— Excerpted records —

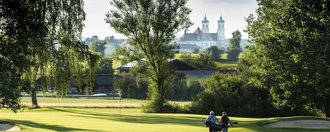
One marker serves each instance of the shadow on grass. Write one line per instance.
(44, 126)
(142, 119)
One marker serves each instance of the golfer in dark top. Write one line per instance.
(213, 120)
(225, 122)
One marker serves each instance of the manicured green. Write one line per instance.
(90, 102)
(115, 120)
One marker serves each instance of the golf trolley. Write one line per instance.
(217, 127)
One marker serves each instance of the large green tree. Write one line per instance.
(35, 35)
(151, 25)
(292, 41)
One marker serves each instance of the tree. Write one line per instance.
(151, 26)
(234, 48)
(293, 37)
(35, 35)
(98, 46)
(104, 66)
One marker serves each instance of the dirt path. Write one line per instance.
(8, 127)
(308, 124)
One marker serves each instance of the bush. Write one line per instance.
(150, 107)
(131, 86)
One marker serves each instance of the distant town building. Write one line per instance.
(203, 39)
(111, 43)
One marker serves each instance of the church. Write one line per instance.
(202, 38)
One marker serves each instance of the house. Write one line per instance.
(183, 67)
(203, 38)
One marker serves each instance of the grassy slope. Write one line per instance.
(113, 120)
(90, 102)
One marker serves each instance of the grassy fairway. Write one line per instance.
(115, 120)
(89, 102)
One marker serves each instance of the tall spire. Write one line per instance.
(205, 25)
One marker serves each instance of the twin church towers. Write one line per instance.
(221, 27)
(203, 39)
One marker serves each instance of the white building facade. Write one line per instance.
(203, 39)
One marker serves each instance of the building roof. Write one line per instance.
(175, 64)
(180, 65)
(199, 35)
(206, 73)
(188, 46)
(104, 79)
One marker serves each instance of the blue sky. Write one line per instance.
(233, 12)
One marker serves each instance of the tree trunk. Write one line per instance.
(34, 98)
(327, 109)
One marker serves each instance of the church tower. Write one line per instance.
(205, 25)
(221, 29)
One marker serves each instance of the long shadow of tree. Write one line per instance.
(49, 127)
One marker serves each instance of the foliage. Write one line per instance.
(231, 93)
(234, 48)
(131, 86)
(104, 66)
(35, 35)
(293, 38)
(98, 46)
(184, 88)
(151, 26)
(214, 52)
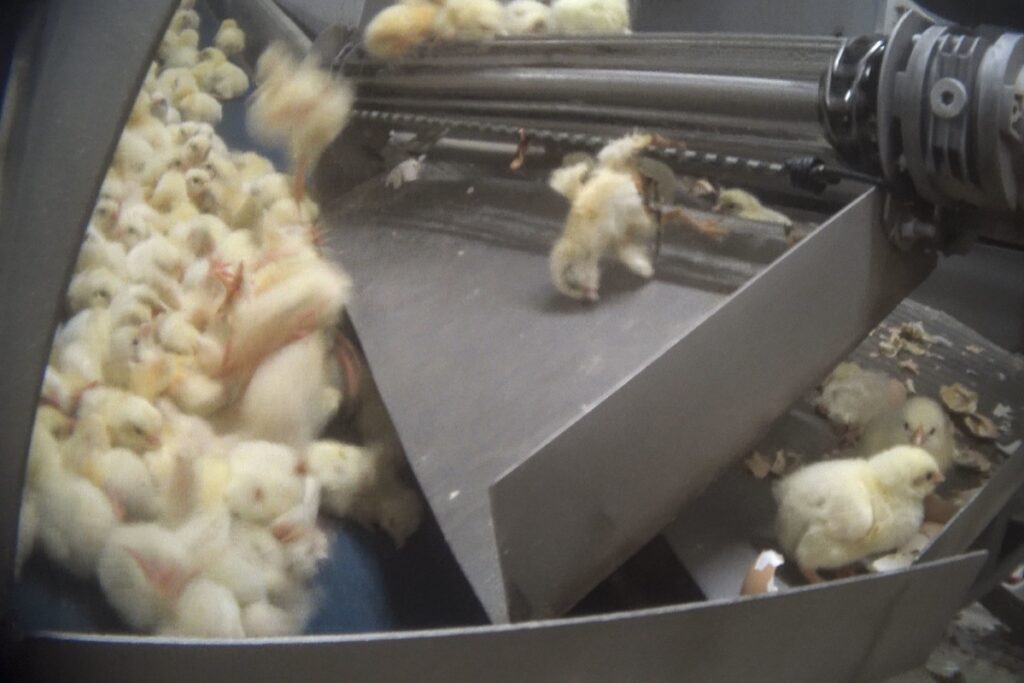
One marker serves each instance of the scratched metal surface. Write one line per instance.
(719, 535)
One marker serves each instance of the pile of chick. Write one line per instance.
(408, 24)
(175, 455)
(879, 495)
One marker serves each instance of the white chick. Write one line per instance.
(736, 202)
(920, 422)
(309, 300)
(206, 609)
(591, 16)
(527, 17)
(853, 400)
(393, 507)
(397, 29)
(99, 252)
(142, 570)
(302, 108)
(264, 480)
(126, 480)
(302, 367)
(470, 19)
(75, 520)
(179, 49)
(28, 530)
(834, 513)
(607, 215)
(345, 473)
(92, 289)
(198, 105)
(229, 38)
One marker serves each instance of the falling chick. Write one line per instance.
(834, 513)
(607, 216)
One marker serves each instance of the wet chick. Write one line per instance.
(920, 422)
(470, 19)
(607, 216)
(591, 16)
(834, 513)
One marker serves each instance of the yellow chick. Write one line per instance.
(92, 289)
(198, 105)
(527, 17)
(591, 16)
(264, 481)
(834, 513)
(852, 401)
(229, 38)
(470, 19)
(301, 108)
(607, 215)
(75, 520)
(345, 473)
(735, 202)
(309, 300)
(142, 570)
(399, 28)
(205, 609)
(920, 422)
(179, 49)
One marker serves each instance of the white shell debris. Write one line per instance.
(407, 171)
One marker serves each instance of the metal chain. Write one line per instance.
(681, 156)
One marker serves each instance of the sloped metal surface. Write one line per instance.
(852, 630)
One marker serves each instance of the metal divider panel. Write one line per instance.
(610, 480)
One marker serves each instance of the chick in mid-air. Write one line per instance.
(920, 422)
(591, 16)
(607, 216)
(399, 28)
(299, 107)
(834, 513)
(470, 19)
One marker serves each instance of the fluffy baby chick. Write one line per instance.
(311, 299)
(302, 366)
(198, 105)
(92, 289)
(470, 19)
(527, 17)
(920, 422)
(179, 49)
(834, 513)
(206, 609)
(345, 473)
(299, 107)
(229, 39)
(264, 480)
(591, 16)
(399, 28)
(142, 570)
(607, 215)
(75, 520)
(126, 480)
(735, 202)
(851, 401)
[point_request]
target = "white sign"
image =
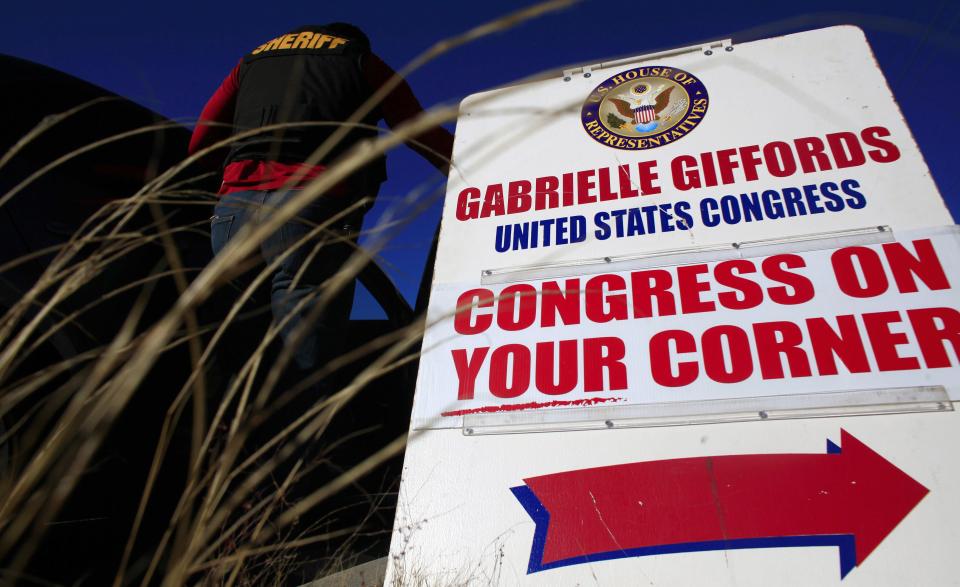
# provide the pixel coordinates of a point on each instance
(857, 317)
(660, 237)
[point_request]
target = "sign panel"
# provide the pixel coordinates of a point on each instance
(748, 223)
(858, 317)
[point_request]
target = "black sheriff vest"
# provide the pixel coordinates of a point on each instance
(311, 74)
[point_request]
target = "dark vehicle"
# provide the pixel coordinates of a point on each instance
(62, 175)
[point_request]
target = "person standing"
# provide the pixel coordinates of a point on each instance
(312, 74)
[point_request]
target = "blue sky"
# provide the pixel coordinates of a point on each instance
(172, 55)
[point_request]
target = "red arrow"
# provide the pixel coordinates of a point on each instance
(851, 499)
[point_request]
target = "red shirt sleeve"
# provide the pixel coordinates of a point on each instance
(219, 110)
(401, 105)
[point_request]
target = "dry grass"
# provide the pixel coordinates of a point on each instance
(232, 521)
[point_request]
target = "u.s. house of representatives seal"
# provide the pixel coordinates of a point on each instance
(645, 107)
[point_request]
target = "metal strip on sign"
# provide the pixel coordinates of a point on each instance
(867, 402)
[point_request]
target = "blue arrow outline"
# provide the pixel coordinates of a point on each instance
(846, 543)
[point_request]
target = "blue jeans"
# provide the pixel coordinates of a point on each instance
(235, 210)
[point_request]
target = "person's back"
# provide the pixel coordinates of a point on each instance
(313, 75)
(311, 81)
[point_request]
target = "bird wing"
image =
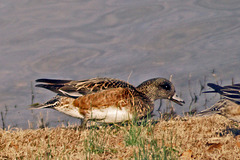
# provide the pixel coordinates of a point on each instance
(74, 89)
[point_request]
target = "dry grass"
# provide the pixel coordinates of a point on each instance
(212, 137)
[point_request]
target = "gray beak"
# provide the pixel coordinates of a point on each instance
(176, 99)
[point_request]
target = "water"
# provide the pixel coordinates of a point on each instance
(84, 39)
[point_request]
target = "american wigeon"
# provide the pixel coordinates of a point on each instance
(105, 99)
(229, 105)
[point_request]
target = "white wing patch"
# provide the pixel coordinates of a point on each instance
(110, 114)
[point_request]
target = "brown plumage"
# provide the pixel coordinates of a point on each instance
(105, 99)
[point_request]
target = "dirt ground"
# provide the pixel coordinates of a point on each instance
(213, 137)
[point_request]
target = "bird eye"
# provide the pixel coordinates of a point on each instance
(166, 87)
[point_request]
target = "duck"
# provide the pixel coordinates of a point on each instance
(106, 100)
(229, 105)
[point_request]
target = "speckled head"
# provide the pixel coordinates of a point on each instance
(160, 88)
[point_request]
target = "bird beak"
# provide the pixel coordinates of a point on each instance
(176, 99)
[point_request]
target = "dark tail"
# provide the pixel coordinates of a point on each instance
(217, 88)
(53, 81)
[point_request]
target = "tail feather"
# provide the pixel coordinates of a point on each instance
(53, 81)
(51, 87)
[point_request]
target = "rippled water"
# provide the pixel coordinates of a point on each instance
(85, 39)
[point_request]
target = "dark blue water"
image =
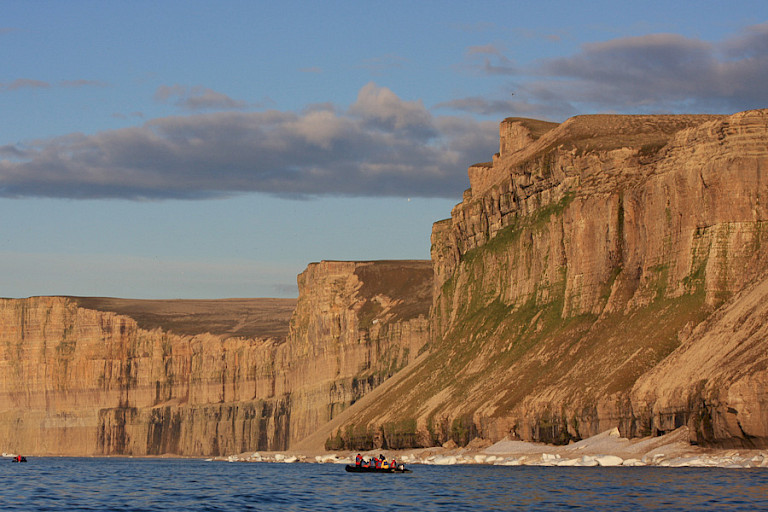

— Goal of the exercise —
Find each line in the material that contains the word "surface", and copy those lines.

— Answer to the problem —
One marker serves each instance of the scratched metal surface. Write one line per instance.
One marker serves each instance of the sloped metal surface. Write one line per instance.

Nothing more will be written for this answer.